▸ **ÉNONCÉ 1**
Relevez toutes les personnes que l'article sur l'arbitrage fictif genevois désigne par leur nom.

Le procureur genevois Stéphane Grodecki soupçonne trois hommes de loi d’avoir mis sur pied un arbitrage fictif au profit d’un cheikh koweïtien. Un policier vaudois a prêté la main à la machination
Coup de tonnerre sur la place judiciaire genevoise. Le procureur Stéphane Grodecki a inculpé trois avocats de la ville pour avoir monté de toutes pièces un arbitrage fictif au profit d’un cheikh koweïtien, Ahmad al-Sabah, membre du Comité international olympique (CIO) et du comité exécutif de la FIFA, a appris «Le Temps».
L’affaire, selon des proches du dossier, est sans précédent, en raison de son caractère «machiavélique» et le parfum d’intrigues rocambolesques qui l’entoure.
L’un des avocats mis en cause, l’Anglais Matthew Parish, a lui-même révélé faire l’objet d’une enquête dans un communiqué de presse diffusé dimanche dernier. Il affirme avoir subi deux perquisitions à son étude de la rue du Mont-Blanc, et d’une autre à son domicile.

▸ **ÉNONCÉ 2**
Affichez chaque ligne des entrées qui contient la chaîne «match», en tenant compte de la casse.

▸ **DONNÉES À TRAITER**
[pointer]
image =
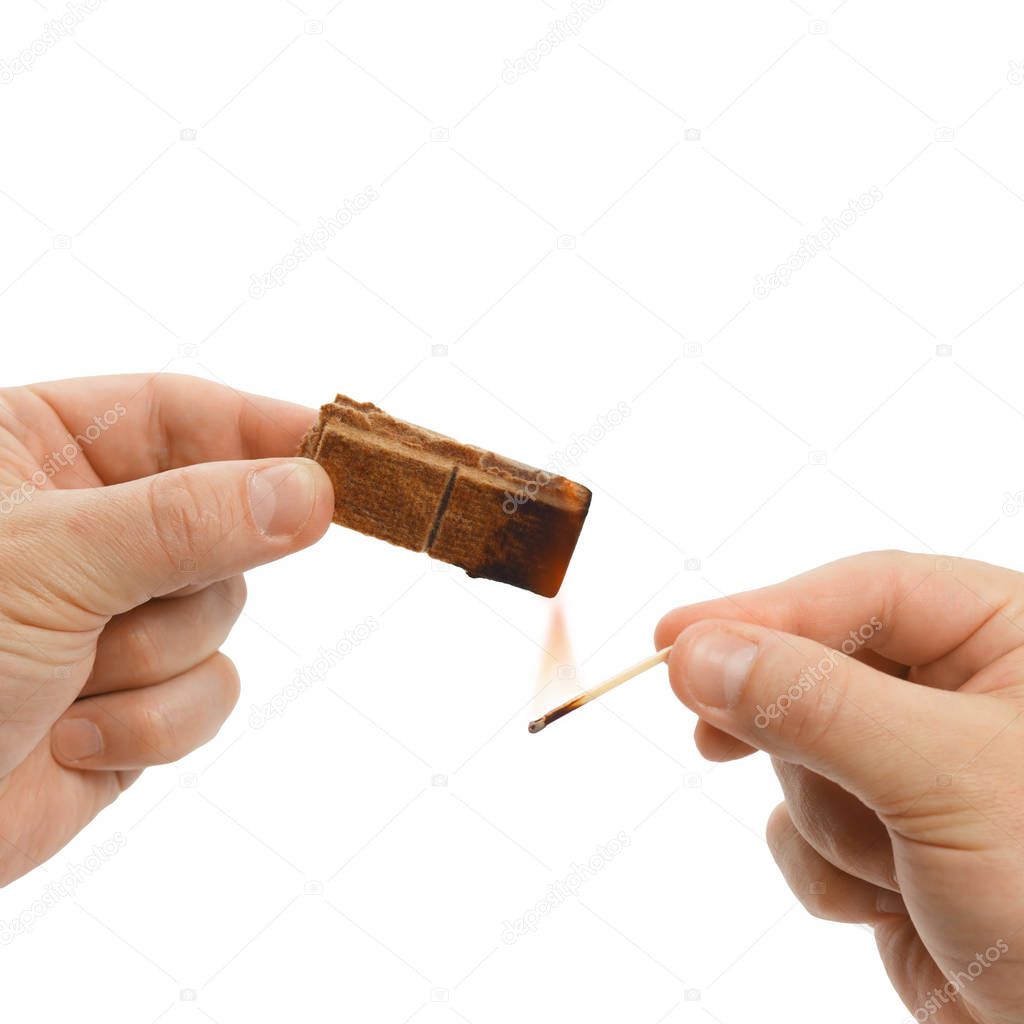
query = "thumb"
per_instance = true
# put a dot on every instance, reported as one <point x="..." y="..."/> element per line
<point x="110" y="549"/>
<point x="883" y="738"/>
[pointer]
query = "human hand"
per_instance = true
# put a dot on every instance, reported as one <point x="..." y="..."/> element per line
<point x="902" y="765"/>
<point x="121" y="555"/>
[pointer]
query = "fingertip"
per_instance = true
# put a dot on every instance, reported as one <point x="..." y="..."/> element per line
<point x="714" y="744"/>
<point x="323" y="512"/>
<point x="668" y="629"/>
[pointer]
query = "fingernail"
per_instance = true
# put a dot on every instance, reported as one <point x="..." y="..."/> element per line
<point x="890" y="902"/>
<point x="282" y="498"/>
<point x="76" y="739"/>
<point x="717" y="667"/>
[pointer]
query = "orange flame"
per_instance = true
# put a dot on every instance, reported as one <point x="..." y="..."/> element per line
<point x="557" y="676"/>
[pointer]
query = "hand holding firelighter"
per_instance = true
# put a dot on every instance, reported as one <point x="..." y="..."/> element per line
<point x="489" y="515"/>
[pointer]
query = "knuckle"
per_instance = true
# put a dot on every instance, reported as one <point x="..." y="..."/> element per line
<point x="821" y="701"/>
<point x="779" y="829"/>
<point x="228" y="682"/>
<point x="230" y="595"/>
<point x="184" y="514"/>
<point x="141" y="647"/>
<point x="159" y="735"/>
<point x="820" y="900"/>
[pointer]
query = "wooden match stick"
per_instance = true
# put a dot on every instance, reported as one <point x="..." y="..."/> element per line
<point x="609" y="684"/>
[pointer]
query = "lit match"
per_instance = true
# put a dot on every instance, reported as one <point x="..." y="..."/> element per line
<point x="598" y="691"/>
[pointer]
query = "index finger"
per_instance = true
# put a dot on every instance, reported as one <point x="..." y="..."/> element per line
<point x="945" y="615"/>
<point x="155" y="422"/>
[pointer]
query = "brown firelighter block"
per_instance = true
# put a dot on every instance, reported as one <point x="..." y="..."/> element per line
<point x="494" y="517"/>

▸ **BONNE RÉPONSE 1**
Stéphane Grodecki, Ahmad al-Sabah, Matthew Parish

▸ **BONNE RÉPONSE 2**
query = "wooden match stick"
query = "lit match"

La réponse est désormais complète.